A seasonal, fiercely local recipe from a local farm-to-table restaurant

Sweet, tender, mild, and delectable —like scallops like carrots in the fall. Especially now when carrots are particularly sweet because of October snow (still getting used to the concept...) and the Nantucket scallops are in season.

There are few main courses as elegant and yet as simple as a dish of seared scallops, resting on a puree of carrot and apple, with sage pesto for color and  punch.

At Eno Terra Chef Chris Albrecht uses carrots from Canal Farm and Apples from Terhune Orchards.

Make the Purée

  • 1 lb carrots halved lengthwise and cut into 1/2-inch pieces
  • 1 Red Delicious apple, skin on, cored, cut into 1/2-inch pieces

Simmer carrots and apples in a medium heavy saucepan, with a little water (add it by the tablespoon), until carrots are very tender, about 25 minutes. Stir often, making sure the carrots don’t begin to brown. Be careful with the water – the apples should provide plenty of liquid. Purée mixture in a food processor until smooth. Strain.

Make Sage Pesto

  • 1/2 cup (packed) fresh sage leaves
  • 1 roasted garlic clove
  • 1/2 cup extra virgin olive oil
  • Salt and freshly ground black pepper to taste

Combine all ingredients in a blender or food processor, Purée mixture until smooth.

If you don’t have roasted garlic handy, slice thinly one raw clove and combine with the olive oil in a skillet. Heat gently together until fragrant. Let cool (this is important) and then purée with the sage.

● **Lines for pointing and labeling**

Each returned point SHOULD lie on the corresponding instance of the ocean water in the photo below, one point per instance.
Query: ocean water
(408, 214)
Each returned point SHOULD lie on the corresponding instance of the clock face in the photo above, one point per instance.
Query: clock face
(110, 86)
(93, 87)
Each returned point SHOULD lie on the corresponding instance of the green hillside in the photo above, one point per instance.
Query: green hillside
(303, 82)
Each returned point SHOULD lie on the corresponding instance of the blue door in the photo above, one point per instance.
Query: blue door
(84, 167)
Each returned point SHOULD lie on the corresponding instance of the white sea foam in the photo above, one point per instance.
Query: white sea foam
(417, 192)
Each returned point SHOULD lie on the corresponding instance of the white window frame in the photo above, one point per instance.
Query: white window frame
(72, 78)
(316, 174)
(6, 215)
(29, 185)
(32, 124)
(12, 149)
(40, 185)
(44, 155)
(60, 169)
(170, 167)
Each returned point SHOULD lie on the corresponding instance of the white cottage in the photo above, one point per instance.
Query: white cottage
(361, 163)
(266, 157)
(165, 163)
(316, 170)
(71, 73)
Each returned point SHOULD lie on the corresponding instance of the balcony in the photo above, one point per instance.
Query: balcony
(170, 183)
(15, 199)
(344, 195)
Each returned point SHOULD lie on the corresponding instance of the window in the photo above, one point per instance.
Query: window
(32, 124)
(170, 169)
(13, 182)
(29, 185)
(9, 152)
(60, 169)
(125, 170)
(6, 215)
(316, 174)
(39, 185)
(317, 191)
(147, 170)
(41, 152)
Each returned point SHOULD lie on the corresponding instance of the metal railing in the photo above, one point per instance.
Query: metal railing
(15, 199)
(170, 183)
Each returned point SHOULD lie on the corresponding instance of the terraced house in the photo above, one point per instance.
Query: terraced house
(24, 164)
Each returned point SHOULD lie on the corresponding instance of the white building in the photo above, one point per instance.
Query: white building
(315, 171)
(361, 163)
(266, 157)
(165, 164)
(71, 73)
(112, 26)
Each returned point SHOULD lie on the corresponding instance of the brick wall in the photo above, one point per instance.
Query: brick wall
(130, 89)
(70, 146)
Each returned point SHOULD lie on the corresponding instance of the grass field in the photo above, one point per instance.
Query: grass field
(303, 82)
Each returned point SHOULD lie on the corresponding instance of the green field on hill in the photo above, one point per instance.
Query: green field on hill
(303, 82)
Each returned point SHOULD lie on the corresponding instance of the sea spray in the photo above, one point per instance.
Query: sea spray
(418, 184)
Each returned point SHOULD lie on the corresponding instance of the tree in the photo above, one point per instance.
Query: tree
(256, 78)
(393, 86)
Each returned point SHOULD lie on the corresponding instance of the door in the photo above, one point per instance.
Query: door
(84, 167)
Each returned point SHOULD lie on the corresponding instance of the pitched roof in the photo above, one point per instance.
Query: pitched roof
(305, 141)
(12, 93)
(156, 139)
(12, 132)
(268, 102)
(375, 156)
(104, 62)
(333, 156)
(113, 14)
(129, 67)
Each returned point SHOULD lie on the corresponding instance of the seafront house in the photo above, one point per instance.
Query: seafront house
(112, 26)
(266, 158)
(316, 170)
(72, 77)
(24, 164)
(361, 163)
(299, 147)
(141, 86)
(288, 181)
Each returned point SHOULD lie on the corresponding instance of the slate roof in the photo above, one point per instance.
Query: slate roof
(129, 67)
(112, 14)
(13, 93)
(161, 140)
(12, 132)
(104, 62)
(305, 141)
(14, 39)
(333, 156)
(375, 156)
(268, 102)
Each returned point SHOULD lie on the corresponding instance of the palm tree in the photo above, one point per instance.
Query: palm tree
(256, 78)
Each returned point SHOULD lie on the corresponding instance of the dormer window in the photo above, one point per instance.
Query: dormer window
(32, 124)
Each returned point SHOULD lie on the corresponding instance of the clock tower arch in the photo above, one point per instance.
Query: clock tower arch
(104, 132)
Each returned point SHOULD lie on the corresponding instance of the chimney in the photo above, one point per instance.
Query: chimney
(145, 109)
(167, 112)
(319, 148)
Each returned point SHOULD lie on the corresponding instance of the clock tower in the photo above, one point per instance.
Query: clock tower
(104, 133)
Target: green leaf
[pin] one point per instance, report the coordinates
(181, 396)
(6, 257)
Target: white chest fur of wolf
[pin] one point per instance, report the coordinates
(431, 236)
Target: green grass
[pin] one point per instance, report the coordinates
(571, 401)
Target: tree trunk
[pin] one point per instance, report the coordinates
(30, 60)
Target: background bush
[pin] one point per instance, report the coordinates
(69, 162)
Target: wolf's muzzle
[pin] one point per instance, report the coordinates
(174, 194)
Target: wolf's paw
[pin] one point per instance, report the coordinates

● **EXERCISE TASK**
Revise the stretch of the scallop recipe from "Simmer carrots and" through "until smooth. Strain.", putting "pot" in place of "saucepan". Use nothing but the scallop recipe.

● **TASK RESPONSE**
Simmer carrots and apples in a medium heavy pot, with a little water (add it by the tablespoon), until carrots are very tender, about 25 minutes. Stir often, making sure the carrots don’t begin to brown. Be careful with the water – the apples should provide plenty of liquid. Purée mixture in a food processor until smooth. Strain.